:: PROVIDED RECORDS ::

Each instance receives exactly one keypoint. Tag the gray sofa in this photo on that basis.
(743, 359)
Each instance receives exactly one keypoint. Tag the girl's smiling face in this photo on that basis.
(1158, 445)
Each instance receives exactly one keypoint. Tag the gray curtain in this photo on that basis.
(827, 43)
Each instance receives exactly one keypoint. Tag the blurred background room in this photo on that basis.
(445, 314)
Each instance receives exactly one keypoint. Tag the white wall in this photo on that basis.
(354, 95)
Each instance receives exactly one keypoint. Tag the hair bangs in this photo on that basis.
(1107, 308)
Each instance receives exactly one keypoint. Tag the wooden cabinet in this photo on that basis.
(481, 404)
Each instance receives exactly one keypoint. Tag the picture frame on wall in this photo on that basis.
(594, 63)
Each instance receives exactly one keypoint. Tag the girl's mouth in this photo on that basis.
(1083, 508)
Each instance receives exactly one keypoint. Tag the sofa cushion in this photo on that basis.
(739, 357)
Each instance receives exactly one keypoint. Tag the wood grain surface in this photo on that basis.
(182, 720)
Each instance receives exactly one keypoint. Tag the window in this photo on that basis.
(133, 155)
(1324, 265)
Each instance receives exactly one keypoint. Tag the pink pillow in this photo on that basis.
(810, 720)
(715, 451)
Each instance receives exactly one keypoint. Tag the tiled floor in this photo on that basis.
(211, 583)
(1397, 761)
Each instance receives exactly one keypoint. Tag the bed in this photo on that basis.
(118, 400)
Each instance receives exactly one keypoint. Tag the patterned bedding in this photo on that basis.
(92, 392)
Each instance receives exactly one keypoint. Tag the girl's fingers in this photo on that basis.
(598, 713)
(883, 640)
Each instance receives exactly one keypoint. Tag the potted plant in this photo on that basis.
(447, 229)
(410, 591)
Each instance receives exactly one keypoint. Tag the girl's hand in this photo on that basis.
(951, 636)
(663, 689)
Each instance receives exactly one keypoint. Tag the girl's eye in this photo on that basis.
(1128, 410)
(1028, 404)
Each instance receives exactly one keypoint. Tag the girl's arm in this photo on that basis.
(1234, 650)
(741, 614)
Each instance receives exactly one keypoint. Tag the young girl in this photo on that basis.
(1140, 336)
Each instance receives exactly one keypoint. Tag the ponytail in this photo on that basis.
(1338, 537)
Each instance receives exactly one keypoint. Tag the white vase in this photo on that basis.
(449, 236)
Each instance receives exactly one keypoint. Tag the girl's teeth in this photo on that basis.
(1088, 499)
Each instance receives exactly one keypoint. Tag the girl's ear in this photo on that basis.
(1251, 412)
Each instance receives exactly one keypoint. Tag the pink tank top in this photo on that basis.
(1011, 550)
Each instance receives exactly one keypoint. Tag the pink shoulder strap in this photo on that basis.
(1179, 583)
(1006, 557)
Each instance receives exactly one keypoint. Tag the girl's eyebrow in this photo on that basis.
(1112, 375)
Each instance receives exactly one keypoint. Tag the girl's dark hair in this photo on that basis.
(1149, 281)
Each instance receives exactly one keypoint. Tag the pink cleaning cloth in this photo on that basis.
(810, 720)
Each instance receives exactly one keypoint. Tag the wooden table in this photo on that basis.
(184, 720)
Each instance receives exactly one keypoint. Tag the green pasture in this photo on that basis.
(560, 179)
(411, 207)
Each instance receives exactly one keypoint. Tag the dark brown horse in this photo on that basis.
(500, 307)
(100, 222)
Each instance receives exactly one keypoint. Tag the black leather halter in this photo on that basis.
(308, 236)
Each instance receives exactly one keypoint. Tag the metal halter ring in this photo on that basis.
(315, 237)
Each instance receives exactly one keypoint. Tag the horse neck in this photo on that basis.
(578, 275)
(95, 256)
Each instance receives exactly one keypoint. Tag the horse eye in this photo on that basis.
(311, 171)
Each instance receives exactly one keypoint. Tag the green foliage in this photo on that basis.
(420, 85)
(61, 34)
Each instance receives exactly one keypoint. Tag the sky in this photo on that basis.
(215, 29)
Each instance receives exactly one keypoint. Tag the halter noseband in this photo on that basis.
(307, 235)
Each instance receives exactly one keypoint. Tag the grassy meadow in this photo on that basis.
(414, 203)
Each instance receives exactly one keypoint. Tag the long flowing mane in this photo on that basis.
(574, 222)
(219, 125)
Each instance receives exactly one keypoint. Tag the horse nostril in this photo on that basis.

:::

--- EXERCISE ---
Each of the entries above is to be repeated exactly.

--- ANSWER TO THE EXERCISE ---
Each instance receives exactly one keypoint. Tag the gray sofa in this photo on that basis.
(743, 359)
Each instance receives exactly one keypoint. Tag the girl's smiling face in this photo on that basis.
(1158, 445)
Each instance receives exactly one keypoint. Tag the gray curtain in this photo on that basis.
(827, 43)
Each instance receives exactly one keypoint. Tag the blurred background room in this photo on that basis.
(445, 314)
Each instance receives exactly one keypoint. Tag the white wall in this photo on that basis.
(354, 95)
Each instance receives exactly one keypoint. Tag the hair bangs in this photo on that basis.
(1107, 308)
Each instance receives exactly one keypoint. Tag the wooden cabinet in this photo on that basis.
(481, 404)
Each instance receives exactly one keypoint. Tag the picture frame on wall in this photo on that basis.
(594, 63)
Each instance receives exactly one keypoint. Tag the girl's mouth in this photo on that basis.
(1083, 508)
Each instance receives exactly one keypoint. Tag the sofa cushion in this photo on that basis.
(739, 357)
Each instance receives exactly one keypoint. Tag the wood grain surface in this photo on that basis.
(182, 720)
Each instance receives exactly one keypoint. Tag the window in this photo on that basis.
(133, 155)
(1324, 265)
Each instance receives exactly one keypoint. Tag the pink pillow in this photo on that basis.
(810, 720)
(715, 451)
Each instance receives exactly one keypoint. Tag the tiled floor in this photo on that basis.
(211, 583)
(1397, 761)
Each instance receives exactly one keypoint. Tag the bed in this photo on that basis.
(118, 400)
Each instance receives exactly one keypoint. Tag the patterned bedding in this photo on that basis.
(92, 392)
Each instance receives exactly one keypoint. Tag the girl's fingers in this photo on that basis.
(598, 713)
(883, 640)
Each instance receives exactly one keypoint. Tag the potted plant in this photo on that basis.
(447, 229)
(410, 591)
Each instance receives exactly one keypoint. Tag the girl's hand in this photo on that basis.
(951, 636)
(663, 689)
Each instance receives exactly one keypoint. Tag the girl's eye in this photo on that basis.
(1128, 410)
(1028, 404)
Each instance receives exactly one keypoint. Tag the girl's arm in this photo on that basis.
(1234, 650)
(741, 614)
Each instance receives exactly one keypoint. Tag the young girl in this photo on that basis.
(1140, 336)
Each instance receives exactly one keypoint. Tag the ponytail in this photo on that basis.
(1338, 537)
Each instance receives exactly one keypoint. Tag the white vase in this photo on that basis.
(449, 236)
Each instance receives exactly one keypoint. Tag the girl's teeth in this photo on that basis.
(1088, 499)
Each instance receives exactly one keypoint. Tag the girl's ear in this photo on that basis.
(1251, 412)
Each instance receives exactly one keypoint. Tag the pink tank top in this photo on that basis.
(1011, 550)
Each instance receives exactly one keypoint. Tag the pink shoulder strap in this photo on that basis.
(1179, 583)
(1006, 557)
Each instance receives exactly one keypoint. Tag the girl's eyebrow in this photo on that basis.
(1112, 375)
Each instance receives exactly one keypoint. Tag the girl's dark hair in this photo on that basis.
(1149, 281)
Each instance receives exactly one keypoint. Tag the pink cleaning cloth in this photo on that basis.
(810, 720)
Each instance receives exactly one keypoint. Tag the wooden table in this photo on that basis.
(184, 720)
Each instance receives exactly one keypoint. Tag the green pasture in this photo on that basis.
(560, 179)
(411, 207)
Each instance receives exactly one keypoint. Tag the dark brown horse in this photo on that basis.
(500, 307)
(100, 222)
Each instance receives exactly one keypoint. Tag the black leather halter in this photo on that basis.
(308, 236)
Each instance receives exactly one keypoint. Tag the metal halter ring in this photo on that basis.
(315, 237)
Each instance receives exactly one keypoint. Tag the horse neck in this photo on that basis.
(578, 275)
(95, 256)
Each instance receives exactly one keypoint. Tag the horse eye in this photo on that basis.
(311, 171)
Each instance receives exactly one keypoint. Tag the green foliage in this photo on that basis.
(420, 85)
(61, 34)
Each instance receives exactly one keypoint. Tag the sky in this photo on that basis.
(215, 29)
Each instance receives exactly one keypoint. Tag the halter noseband in this photo on that basis.
(307, 235)
Each instance receives exactly one keypoint. Tag the grassy meadow in this photo on that basis.
(414, 203)
Each instance receives exactly one keypoint. Tag the long flowing mane in this photo on that basis.
(574, 222)
(219, 125)
Each instance receives exactly one keypoint. Tag the horse nostril in this photo on that basis.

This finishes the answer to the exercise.